The problem: Each record must be retyped in full. No character may differ.

[Object point labels]
┌────────

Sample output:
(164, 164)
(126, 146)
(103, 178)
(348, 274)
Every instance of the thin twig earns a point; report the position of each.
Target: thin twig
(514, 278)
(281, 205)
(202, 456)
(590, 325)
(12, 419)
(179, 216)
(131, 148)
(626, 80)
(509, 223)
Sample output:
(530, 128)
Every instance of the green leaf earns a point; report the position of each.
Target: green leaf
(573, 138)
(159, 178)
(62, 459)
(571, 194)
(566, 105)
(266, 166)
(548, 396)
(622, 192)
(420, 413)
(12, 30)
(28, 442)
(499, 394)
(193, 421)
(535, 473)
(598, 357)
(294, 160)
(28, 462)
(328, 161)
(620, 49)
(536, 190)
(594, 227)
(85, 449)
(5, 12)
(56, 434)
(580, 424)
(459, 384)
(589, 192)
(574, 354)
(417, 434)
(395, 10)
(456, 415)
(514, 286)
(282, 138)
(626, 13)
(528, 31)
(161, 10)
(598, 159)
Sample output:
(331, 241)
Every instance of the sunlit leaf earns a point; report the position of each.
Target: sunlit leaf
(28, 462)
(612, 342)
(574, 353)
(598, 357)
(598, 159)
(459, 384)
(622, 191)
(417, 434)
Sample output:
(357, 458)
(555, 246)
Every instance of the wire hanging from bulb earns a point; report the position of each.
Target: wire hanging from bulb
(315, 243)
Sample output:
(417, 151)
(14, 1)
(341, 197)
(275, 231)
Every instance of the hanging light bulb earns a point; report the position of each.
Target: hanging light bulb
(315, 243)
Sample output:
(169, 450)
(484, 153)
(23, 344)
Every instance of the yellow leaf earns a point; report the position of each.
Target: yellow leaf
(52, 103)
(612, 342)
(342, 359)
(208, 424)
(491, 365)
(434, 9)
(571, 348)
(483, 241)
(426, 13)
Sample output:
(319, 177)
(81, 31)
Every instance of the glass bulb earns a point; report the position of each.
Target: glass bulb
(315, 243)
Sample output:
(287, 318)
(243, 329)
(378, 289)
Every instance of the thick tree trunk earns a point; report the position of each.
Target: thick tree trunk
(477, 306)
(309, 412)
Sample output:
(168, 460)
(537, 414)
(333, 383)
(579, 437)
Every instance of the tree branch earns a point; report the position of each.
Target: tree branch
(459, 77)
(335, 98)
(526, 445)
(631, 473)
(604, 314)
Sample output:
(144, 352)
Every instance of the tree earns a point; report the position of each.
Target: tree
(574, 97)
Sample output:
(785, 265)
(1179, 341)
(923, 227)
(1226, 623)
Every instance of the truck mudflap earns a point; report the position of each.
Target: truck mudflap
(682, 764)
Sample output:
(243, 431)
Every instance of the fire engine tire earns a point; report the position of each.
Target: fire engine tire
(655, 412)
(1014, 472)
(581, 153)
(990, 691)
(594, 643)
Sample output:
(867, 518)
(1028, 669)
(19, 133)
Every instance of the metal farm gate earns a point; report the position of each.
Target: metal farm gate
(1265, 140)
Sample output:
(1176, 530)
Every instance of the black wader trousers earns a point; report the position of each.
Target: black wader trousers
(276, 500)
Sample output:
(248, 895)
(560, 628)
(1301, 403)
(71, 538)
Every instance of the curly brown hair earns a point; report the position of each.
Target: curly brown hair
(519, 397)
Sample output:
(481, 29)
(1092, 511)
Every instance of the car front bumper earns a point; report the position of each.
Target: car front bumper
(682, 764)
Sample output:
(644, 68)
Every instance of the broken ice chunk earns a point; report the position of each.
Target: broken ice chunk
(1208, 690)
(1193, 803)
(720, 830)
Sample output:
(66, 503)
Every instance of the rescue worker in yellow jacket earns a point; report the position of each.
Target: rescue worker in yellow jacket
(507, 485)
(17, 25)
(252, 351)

└────────

Output:
Sample output:
(164, 164)
(126, 146)
(103, 178)
(348, 274)
Every instance of the thin twig earns a point; report the position of each.
Target: thin twig
(514, 278)
(281, 205)
(202, 456)
(590, 325)
(12, 419)
(179, 216)
(131, 148)
(626, 80)
(509, 223)
Sample output:
(530, 128)
Every instance of the green leaf earns a point; report the position of each.
Target: green leaf
(573, 138)
(159, 178)
(62, 459)
(571, 194)
(566, 105)
(266, 166)
(548, 396)
(622, 192)
(420, 413)
(12, 30)
(28, 442)
(499, 394)
(193, 421)
(535, 473)
(598, 357)
(294, 160)
(28, 462)
(328, 161)
(620, 49)
(536, 190)
(594, 227)
(85, 449)
(5, 12)
(56, 434)
(580, 424)
(459, 384)
(589, 192)
(574, 354)
(417, 434)
(395, 10)
(456, 415)
(514, 286)
(282, 138)
(626, 13)
(528, 31)
(161, 10)
(598, 159)
Sample output:
(331, 241)
Every instance of the sunlit leaf earns a point; report the position of each.
Target: sunlit leaf
(28, 462)
(612, 342)
(574, 353)
(598, 357)
(598, 159)
(459, 384)
(622, 191)
(417, 434)
Sample output:
(357, 458)
(555, 246)
Every instance of the wire hanging from bulb earns a point; report the position of each.
Target: wire hanging from bulb
(315, 243)
Sample output:
(417, 151)
(14, 1)
(341, 197)
(275, 231)
Every instance of the hanging light bulb earns a point; report the position of each.
Target: hanging light bulb
(315, 243)
Sample output:
(169, 450)
(484, 153)
(23, 344)
Every instance of the yellow leaf earns a point; report the position of each.
Target: yellow leaf
(52, 103)
(612, 342)
(342, 359)
(208, 424)
(491, 365)
(434, 9)
(571, 348)
(483, 241)
(426, 13)
Sample output:
(319, 177)
(81, 31)
Every instance of the glass bulb earns a point; report the position of each.
Target: glass bulb
(315, 243)
Sample output:
(287, 318)
(243, 329)
(378, 289)
Every instance of the thick tree trunk earns a point; report the position of each.
Target: thick tree trunk
(477, 306)
(309, 412)
Sample output:
(168, 460)
(537, 414)
(333, 383)
(579, 437)
Every instance of the tree branch earns a point; report the position of each.
Target: tree branch
(459, 77)
(335, 98)
(526, 445)
(631, 473)
(604, 314)
Sample output:
(144, 352)
Every instance of the tree earns a point; report the position of each.
Target: tree
(574, 97)
Sample output:
(785, 265)
(1179, 341)
(923, 227)
(1226, 623)
Every instance of the truck mudflap earns a point; report the position of each.
Target: truck mudflap
(682, 764)
Sample output:
(243, 431)
Every instance of the fire engine tire earns a point; report the position of each.
Target: fire engine tire
(655, 412)
(1014, 472)
(581, 153)
(990, 691)
(594, 643)
Sample output:
(867, 518)
(1028, 669)
(19, 133)
Every instance of the metal farm gate earns a point; report the position of each.
Target: metal farm gate
(1265, 140)
Sample output:
(1176, 530)
Every instance of the black wader trousers earns a point; report the position of each.
Target: black wader trousers
(276, 500)
Sample output:
(248, 895)
(560, 628)
(1301, 403)
(71, 538)
Every instance of the curly brown hair earns a point; report the position of each.
Target: curly brown hair
(519, 397)
Sample output:
(481, 29)
(1092, 511)
Every instance of the car front bumper earns a point; report the position of each.
Target: car front bumper
(682, 764)
Sample output:
(644, 68)
Every instance of the broken ice chunk earns a point; report the position of each.
Target: broken ice chunk
(1208, 690)
(1193, 803)
(720, 830)
Sample output:
(66, 503)
Every instance of the rescue worker in yellow jacket earns a point; report the position of each.
Target: rescue worker in yellow jacket
(507, 485)
(17, 25)
(252, 351)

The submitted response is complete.